(Location labeling items)
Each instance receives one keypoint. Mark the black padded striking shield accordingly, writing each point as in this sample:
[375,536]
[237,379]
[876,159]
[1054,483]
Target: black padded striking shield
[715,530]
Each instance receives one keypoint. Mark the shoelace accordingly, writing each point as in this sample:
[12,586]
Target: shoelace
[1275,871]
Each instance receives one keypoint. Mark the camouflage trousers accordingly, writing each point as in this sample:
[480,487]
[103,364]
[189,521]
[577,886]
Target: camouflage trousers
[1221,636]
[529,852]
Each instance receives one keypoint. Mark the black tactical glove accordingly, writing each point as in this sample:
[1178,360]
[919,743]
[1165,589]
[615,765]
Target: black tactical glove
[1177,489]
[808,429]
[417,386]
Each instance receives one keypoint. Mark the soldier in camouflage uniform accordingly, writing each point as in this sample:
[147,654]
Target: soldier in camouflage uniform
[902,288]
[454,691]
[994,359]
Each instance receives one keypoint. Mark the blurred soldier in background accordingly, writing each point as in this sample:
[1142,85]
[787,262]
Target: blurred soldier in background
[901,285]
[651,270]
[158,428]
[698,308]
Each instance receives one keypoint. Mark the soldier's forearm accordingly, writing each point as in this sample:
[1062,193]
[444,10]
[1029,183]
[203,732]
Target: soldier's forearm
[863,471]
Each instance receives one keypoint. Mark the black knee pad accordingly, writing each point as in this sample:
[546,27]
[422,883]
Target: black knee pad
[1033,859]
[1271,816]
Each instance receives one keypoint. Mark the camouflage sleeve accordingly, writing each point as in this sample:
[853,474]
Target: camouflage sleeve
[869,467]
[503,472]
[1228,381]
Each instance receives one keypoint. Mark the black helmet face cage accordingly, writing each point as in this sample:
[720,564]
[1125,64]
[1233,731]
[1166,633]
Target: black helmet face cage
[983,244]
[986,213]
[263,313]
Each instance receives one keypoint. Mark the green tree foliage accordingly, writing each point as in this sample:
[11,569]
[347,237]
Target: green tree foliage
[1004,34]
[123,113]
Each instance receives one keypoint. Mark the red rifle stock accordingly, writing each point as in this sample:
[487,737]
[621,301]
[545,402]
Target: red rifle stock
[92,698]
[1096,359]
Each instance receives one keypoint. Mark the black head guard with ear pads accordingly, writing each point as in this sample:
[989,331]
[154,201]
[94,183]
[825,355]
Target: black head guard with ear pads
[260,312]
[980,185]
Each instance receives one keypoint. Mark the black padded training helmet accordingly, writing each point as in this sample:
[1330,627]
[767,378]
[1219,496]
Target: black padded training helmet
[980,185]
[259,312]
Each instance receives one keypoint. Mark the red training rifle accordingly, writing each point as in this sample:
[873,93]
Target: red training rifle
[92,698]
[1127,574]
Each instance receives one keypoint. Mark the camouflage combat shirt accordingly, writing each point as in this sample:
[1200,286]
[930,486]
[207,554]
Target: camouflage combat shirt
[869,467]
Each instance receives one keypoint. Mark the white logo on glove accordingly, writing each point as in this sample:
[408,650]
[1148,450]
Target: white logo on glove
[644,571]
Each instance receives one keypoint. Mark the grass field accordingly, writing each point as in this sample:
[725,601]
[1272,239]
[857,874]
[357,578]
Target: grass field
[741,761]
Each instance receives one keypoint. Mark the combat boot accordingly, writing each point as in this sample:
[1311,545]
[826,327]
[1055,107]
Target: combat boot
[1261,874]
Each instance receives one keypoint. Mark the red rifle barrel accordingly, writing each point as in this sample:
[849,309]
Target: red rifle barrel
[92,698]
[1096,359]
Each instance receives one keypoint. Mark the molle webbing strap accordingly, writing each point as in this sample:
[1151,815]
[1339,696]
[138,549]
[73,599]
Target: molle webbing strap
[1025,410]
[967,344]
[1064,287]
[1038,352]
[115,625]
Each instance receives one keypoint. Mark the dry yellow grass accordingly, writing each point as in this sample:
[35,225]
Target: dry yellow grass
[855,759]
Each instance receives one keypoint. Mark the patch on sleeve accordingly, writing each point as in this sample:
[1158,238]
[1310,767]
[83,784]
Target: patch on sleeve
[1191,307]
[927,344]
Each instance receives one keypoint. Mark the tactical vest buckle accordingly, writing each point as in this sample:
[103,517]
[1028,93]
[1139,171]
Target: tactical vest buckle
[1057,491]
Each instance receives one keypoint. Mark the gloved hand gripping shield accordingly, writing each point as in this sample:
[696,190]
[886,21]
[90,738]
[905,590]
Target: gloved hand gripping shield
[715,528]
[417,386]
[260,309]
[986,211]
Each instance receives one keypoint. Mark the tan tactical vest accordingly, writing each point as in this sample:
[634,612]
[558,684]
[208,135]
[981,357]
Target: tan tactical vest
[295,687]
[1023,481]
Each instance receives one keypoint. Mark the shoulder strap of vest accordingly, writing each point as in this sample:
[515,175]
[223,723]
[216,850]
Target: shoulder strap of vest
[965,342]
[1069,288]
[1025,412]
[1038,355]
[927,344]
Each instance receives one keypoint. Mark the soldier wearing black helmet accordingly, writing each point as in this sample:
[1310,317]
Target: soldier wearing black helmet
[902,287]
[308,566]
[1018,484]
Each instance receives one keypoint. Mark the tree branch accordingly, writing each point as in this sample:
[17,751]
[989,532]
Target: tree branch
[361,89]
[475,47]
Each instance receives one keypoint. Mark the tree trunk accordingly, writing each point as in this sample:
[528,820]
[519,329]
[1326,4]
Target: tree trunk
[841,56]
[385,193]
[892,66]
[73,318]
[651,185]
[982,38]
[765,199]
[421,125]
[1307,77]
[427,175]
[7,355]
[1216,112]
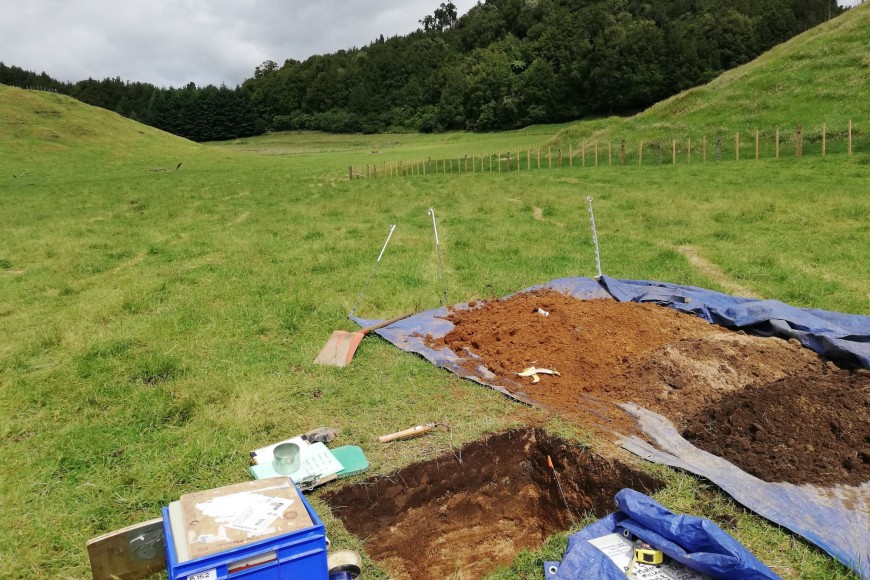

### Given instruction:
Reproduce word for word everything from the line containing "Each instance receives one keypoint. Mark the tactical" down to the end of the items, with both ends included and the pictures left out.

### Task answer:
Each instance receives one keypoint. Mark the tactical vest buckle accordingly, writing each point as in this sample:
[103,517]
[1028,93]
[1139,171]
Target: tactical vest buckle
[1057,491]
Each instance receives one keypoint. Mark the gloved hand gripping shield accordingly, writing each point as in this sample:
[696,190]
[886,21]
[90,738]
[905,590]
Target: gloved hand gripping shield
[715,528]
[417,386]
[260,309]
[986,211]
Each instance receives one keypoint. Mark the tan tactical vest accordingly, writing each point as in this sample:
[634,612]
[558,684]
[208,135]
[981,357]
Target: tan tactical vest
[295,687]
[1023,481]
Each instance receives one keypoint. Mark the shoulder strap of vest accordingly, writing each point as in this sample:
[515,175]
[223,723]
[216,850]
Target: shoulder strap of vest
[965,342]
[1069,288]
[1025,412]
[1038,355]
[927,344]
Each instance receives one keypoint. Mark the soldier wearing black helmet accordingly, writing each point as in this sample:
[1310,317]
Target: soldier wearing black helmet
[902,287]
[308,566]
[1018,484]
Each instance receives one keypoint. Mark the tree branch accordingly, writing each point as in this sample:
[17,751]
[989,532]
Target: tree branch
[361,89]
[475,47]
Each instance receives one keypoint. Mark the tree trunk accordingly, writing each point as in this sample:
[528,820]
[519,329]
[1326,4]
Target: tree trunk
[841,56]
[385,193]
[892,66]
[73,318]
[651,185]
[982,38]
[765,199]
[421,125]
[1307,77]
[427,175]
[7,355]
[1216,112]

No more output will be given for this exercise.